How Do I Know I Have Bed Bugs?



• Eggs are pearly white and & only 1mm in length

• First stage immature bed bugs are only 1mm in length

• First stage immatures are pale in color and are somewhat translucent

• Immature bugs go through five developmental stages becoming larger with each stage

• Adult bed bugs are approximately 1/4" in length and are reddish-brown in color


• A physical sample of an actual bug or egg is required to be 100% certain that you have bed bugs

• Bite symptoms are a good indicator but cannot be diagnosed with 100% certainty

• The most effective inspections are conducted by a qualified pest management professional

The only way to know for sure if you have bed bugs, is to produce an actual sample of the bug itself. Do not automatically assume that any bite-like mark is a bed bug bite. Also it is important to realize that medical professionals cannot give a positive diagnosis simply by examining bite symptoms, they can only suggest some possible explanations for what may have caused the bites/symptoms to occur. Obviously if you see bugs in your home associated with your bedding or other furniture, you should have it examined by a professional that is qualified to provide a positive identification. However, if you are experiencing bites but have not seen any bugs, you should consider the circumstances in which the bites are occurring. For example, there is a very good chance that you have bed bugs if you keep repeatedly waking up each morning with bite symptoms on your body that were not present when you went to sleep. A situation like this would be a good reason to have a pest management professional perform an inspection to identify if bed bugs are present. On the other hand, bites that occur at various times of the day in various locations such as at home, in the car, at work, etc. are much less likely to be caused by bed bugs. It is also important to realize that just because you have looked for bed bugs and could not find them, does not mean that they are not there. These insects lead a very cryptic and secretive lifestyle and will often go undetected. It is best to have a highly trained professional conduct the inspection for you.

Source data
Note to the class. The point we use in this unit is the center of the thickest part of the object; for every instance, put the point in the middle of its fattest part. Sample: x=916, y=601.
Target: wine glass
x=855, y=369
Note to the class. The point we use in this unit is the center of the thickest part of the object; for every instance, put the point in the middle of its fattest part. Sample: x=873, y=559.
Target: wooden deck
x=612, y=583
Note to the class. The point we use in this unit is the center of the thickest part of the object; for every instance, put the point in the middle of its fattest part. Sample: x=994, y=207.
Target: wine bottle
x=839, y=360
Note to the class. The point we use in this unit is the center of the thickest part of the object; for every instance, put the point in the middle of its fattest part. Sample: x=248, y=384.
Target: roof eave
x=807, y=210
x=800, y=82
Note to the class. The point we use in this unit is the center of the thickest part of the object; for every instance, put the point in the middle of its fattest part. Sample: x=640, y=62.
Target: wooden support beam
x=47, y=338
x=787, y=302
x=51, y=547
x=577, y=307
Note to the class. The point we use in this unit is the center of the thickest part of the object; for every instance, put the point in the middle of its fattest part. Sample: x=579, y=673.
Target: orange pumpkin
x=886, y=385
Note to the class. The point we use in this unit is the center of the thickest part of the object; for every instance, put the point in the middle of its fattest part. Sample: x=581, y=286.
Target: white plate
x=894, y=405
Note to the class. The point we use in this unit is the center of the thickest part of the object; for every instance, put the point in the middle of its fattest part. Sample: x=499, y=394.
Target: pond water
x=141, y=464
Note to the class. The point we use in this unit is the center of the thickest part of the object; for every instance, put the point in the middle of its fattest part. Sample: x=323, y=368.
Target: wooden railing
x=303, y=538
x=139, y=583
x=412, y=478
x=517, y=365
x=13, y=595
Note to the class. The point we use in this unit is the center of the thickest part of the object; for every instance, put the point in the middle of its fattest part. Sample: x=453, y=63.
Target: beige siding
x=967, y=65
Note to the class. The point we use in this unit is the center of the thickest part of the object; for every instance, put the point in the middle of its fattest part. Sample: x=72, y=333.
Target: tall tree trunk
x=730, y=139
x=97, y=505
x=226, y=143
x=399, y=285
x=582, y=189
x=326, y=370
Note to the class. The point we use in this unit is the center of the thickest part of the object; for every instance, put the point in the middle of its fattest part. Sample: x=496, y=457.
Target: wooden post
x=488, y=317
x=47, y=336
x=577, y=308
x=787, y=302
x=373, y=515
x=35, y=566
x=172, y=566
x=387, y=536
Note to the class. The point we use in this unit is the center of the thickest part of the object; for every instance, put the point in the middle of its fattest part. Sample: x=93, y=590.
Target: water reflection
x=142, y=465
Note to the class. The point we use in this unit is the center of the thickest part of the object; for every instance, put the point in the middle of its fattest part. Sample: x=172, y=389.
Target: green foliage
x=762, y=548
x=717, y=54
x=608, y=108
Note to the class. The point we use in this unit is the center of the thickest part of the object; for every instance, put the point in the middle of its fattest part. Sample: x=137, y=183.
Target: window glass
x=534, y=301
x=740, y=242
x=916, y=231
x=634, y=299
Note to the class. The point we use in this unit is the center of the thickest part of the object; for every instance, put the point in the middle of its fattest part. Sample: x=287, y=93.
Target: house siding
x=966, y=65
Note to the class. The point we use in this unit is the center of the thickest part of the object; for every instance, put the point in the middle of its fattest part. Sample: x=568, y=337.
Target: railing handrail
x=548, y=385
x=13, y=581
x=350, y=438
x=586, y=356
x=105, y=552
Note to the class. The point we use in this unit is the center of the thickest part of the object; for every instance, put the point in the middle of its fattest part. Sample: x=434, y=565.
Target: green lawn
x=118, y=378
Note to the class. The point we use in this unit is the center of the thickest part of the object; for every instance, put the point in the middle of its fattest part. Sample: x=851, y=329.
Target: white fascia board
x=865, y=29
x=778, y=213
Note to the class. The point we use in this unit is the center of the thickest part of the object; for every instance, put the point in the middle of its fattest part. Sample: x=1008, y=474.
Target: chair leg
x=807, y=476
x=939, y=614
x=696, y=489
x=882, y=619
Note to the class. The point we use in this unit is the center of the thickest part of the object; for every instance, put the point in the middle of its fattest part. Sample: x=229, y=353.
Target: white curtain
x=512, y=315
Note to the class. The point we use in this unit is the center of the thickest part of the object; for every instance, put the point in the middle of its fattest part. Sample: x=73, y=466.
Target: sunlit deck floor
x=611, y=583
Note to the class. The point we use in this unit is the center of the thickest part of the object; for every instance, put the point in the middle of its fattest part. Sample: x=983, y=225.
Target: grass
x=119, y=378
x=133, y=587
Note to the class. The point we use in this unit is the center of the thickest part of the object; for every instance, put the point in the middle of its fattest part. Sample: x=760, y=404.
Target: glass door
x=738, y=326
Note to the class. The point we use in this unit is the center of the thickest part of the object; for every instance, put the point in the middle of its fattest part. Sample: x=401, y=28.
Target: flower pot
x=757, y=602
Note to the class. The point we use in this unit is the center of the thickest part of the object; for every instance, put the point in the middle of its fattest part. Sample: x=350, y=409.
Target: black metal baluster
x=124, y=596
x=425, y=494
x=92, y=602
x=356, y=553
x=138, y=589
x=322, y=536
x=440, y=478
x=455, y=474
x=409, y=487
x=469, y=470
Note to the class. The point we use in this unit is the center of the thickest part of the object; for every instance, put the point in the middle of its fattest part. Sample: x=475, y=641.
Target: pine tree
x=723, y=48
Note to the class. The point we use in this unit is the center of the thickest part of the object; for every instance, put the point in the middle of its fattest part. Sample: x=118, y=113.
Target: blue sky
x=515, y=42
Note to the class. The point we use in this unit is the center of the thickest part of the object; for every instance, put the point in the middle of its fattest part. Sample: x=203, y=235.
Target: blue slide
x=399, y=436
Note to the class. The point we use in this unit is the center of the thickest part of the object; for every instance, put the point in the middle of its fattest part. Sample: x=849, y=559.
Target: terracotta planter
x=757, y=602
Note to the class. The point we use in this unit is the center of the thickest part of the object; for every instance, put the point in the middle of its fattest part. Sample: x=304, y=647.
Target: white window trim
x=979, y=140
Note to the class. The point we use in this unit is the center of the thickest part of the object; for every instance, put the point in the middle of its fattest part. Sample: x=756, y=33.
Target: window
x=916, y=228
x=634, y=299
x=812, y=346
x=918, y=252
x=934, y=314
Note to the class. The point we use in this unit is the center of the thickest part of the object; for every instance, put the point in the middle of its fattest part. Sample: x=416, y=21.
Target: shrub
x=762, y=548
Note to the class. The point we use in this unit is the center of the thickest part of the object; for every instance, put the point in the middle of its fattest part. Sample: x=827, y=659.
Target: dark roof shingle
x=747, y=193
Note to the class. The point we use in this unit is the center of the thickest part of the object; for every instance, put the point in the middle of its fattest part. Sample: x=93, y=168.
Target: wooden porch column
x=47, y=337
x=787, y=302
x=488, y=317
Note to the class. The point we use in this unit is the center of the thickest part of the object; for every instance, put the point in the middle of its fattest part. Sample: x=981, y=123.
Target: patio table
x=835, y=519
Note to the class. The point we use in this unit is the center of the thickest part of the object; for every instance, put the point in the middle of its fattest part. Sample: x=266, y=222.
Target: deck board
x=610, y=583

WHAT TO DO: What color are adult bed bugs, according to the text on recognizing bed bugs? Answer using only the text.

FINISHED TASK: Reddish-brown.